What to do:
Pick out every line in the material below that contains the word "ring", and copy each of those lines.

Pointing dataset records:
-- start --

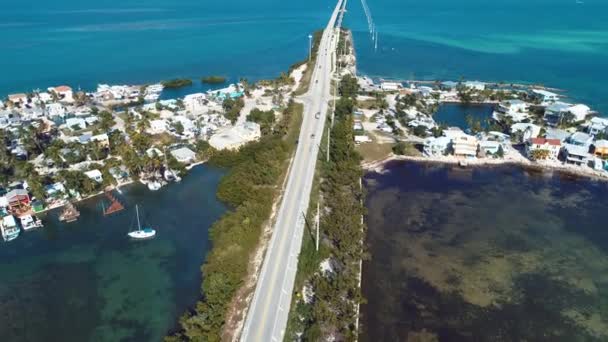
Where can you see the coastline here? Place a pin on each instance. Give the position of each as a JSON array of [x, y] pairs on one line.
[[380, 165]]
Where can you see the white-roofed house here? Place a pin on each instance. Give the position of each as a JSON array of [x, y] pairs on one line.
[[75, 124], [184, 155], [436, 146], [465, 146], [95, 175], [580, 139], [577, 155], [195, 103], [597, 125], [157, 126], [527, 130]]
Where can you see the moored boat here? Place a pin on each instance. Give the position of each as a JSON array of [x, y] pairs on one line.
[[9, 228], [69, 213], [141, 233]]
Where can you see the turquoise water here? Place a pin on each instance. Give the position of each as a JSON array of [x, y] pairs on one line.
[[484, 254], [87, 281], [82, 43], [557, 43], [455, 114]]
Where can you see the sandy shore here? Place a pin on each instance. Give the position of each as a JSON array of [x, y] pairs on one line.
[[572, 170]]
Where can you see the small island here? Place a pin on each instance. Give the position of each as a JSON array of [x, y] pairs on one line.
[[177, 83], [213, 80]]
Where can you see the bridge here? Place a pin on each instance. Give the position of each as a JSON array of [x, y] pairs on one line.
[[269, 310]]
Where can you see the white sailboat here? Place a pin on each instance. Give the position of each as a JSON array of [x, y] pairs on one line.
[[140, 233]]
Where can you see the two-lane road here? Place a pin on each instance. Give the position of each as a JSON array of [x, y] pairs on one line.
[[267, 316]]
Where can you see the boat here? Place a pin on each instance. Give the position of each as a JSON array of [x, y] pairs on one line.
[[154, 185], [140, 234], [9, 228], [171, 176], [69, 213], [30, 222], [115, 205]]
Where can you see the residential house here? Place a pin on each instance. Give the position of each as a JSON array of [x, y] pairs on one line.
[[465, 146], [195, 103], [597, 125], [579, 112], [64, 92], [101, 139], [95, 175], [436, 146], [555, 112], [577, 155], [556, 133], [390, 86], [20, 98], [488, 147], [475, 85], [55, 109], [580, 139], [545, 96], [18, 201], [184, 155], [517, 110], [157, 126], [552, 146], [526, 130], [75, 124], [600, 148]]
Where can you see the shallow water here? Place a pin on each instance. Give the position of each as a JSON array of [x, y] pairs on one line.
[[455, 114], [486, 254], [86, 281]]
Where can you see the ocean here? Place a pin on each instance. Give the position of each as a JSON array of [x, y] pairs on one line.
[[87, 281], [557, 43], [484, 254], [561, 43]]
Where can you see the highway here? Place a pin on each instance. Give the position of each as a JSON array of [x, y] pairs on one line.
[[268, 313]]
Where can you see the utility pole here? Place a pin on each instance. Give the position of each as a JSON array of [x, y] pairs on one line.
[[309, 47], [318, 224]]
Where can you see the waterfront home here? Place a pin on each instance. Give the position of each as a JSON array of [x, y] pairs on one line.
[[580, 139], [448, 85], [575, 154], [390, 86], [475, 85], [555, 112], [597, 125], [63, 92], [55, 190], [436, 146], [453, 132], [18, 201], [544, 95], [94, 175], [17, 99], [157, 126], [465, 146], [55, 109], [600, 148], [184, 155], [517, 110], [556, 133], [579, 112], [102, 140], [526, 130], [552, 146], [75, 124], [195, 103], [235, 137]]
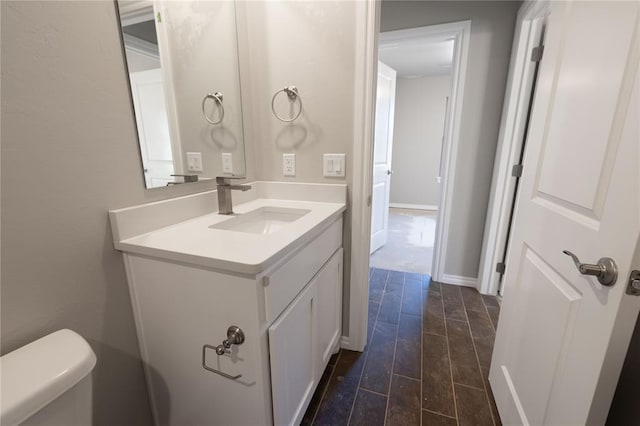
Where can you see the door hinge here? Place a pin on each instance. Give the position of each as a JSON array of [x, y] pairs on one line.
[[516, 170], [633, 287], [536, 53]]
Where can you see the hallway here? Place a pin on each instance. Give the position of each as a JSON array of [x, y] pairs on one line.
[[427, 361], [409, 244]]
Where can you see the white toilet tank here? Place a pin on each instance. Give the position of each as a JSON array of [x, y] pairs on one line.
[[48, 382]]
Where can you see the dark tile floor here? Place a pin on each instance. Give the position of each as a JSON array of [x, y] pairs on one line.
[[426, 363]]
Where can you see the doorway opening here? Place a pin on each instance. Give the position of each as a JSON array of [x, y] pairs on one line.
[[418, 106]]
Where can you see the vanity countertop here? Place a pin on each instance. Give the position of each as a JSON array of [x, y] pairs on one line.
[[193, 241]]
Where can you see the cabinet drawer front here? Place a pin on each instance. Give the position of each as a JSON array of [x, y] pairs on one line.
[[282, 286]]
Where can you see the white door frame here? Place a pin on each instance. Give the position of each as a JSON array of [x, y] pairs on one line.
[[367, 29], [460, 32], [379, 236], [510, 143]]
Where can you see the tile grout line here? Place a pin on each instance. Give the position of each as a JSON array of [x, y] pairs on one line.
[[439, 414], [395, 347], [469, 386], [475, 351], [366, 356], [446, 330], [326, 388], [489, 315], [422, 300]]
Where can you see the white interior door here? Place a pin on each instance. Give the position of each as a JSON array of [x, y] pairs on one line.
[[562, 336], [383, 142], [153, 127]]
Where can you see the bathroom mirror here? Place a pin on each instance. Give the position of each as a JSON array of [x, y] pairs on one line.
[[182, 62]]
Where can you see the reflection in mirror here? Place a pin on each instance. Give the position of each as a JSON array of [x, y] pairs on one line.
[[182, 61]]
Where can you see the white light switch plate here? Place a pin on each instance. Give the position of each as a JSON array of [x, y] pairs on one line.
[[334, 165], [227, 162], [194, 161], [289, 164]]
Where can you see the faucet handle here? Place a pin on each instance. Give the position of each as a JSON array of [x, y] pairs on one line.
[[223, 180]]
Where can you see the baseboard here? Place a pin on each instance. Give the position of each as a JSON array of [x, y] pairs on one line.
[[345, 343], [414, 206], [459, 280]]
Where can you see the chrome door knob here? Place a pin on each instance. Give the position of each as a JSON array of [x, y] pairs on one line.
[[606, 269]]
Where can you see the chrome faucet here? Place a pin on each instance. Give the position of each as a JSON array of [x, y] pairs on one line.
[[225, 205]]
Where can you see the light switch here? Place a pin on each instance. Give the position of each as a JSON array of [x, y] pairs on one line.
[[227, 162], [334, 165], [194, 161], [289, 164]]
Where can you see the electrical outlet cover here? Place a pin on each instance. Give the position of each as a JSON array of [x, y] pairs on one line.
[[194, 161], [289, 164]]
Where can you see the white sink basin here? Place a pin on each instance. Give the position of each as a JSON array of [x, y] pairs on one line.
[[264, 220]]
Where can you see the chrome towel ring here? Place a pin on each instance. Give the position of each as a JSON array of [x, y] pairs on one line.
[[293, 95], [217, 98]]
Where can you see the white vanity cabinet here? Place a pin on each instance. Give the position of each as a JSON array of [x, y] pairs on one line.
[[302, 340], [290, 315]]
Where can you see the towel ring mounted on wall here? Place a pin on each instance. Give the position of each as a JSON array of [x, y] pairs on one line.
[[217, 98], [293, 95]]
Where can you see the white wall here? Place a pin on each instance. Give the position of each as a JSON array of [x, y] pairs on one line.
[[69, 154], [139, 62], [417, 139], [310, 45], [492, 26], [204, 59]]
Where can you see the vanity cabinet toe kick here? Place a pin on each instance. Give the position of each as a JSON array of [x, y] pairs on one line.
[[289, 316]]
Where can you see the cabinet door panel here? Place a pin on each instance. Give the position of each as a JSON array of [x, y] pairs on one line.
[[293, 349], [329, 283]]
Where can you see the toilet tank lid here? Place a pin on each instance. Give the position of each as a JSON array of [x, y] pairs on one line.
[[36, 374]]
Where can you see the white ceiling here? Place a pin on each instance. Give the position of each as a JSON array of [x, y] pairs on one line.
[[418, 57]]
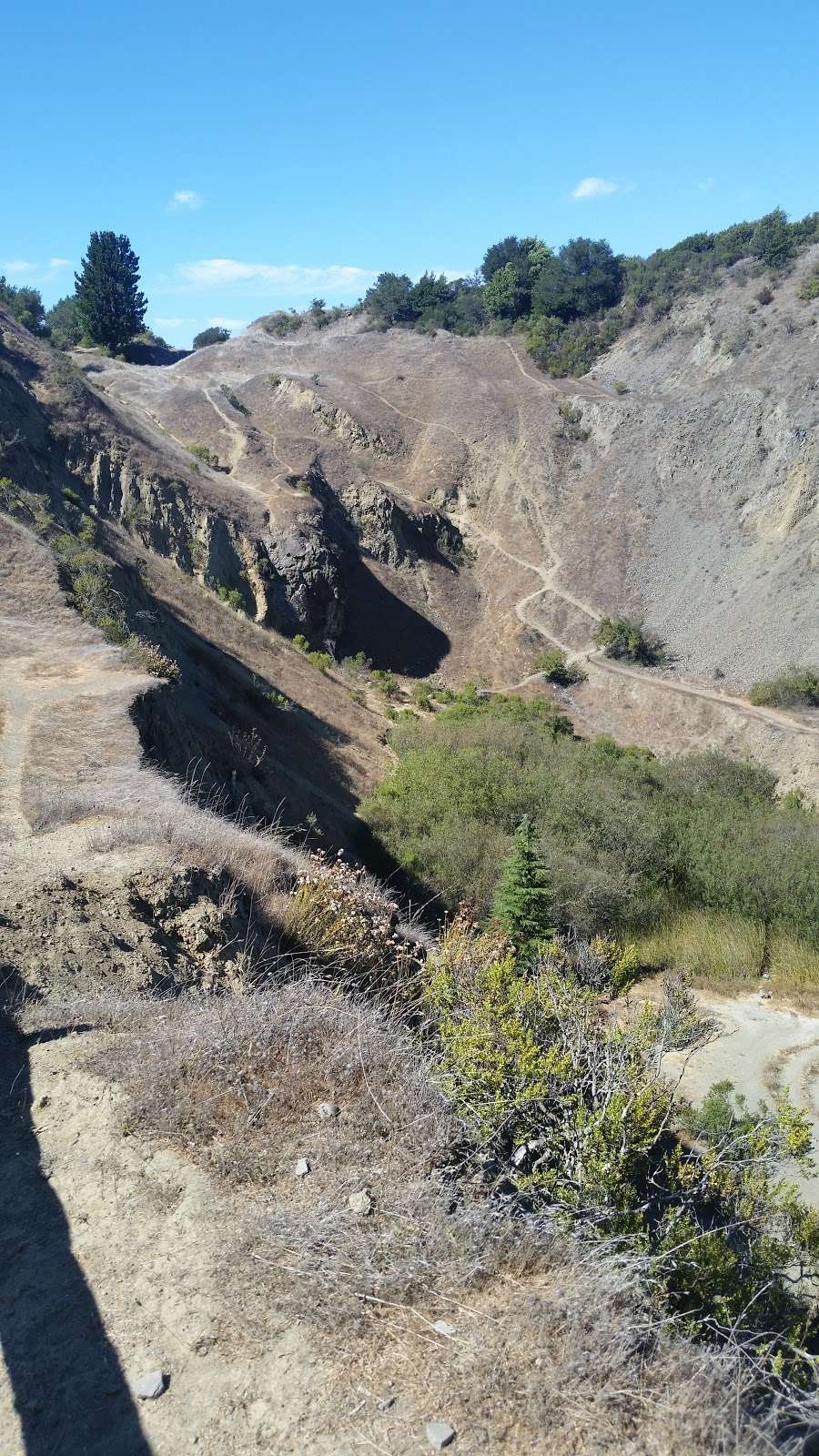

-- end --

Answer to this task:
Where can you see the chrome towel ring here? Place a pin on each instance. Give the position of each as a JSON array of [x, y] pairs on one line.
Where can you see the towel ring mounted on wall here? Place a pin on each instance. Give the position of each as a JSON array of [x, y] pairs on one line.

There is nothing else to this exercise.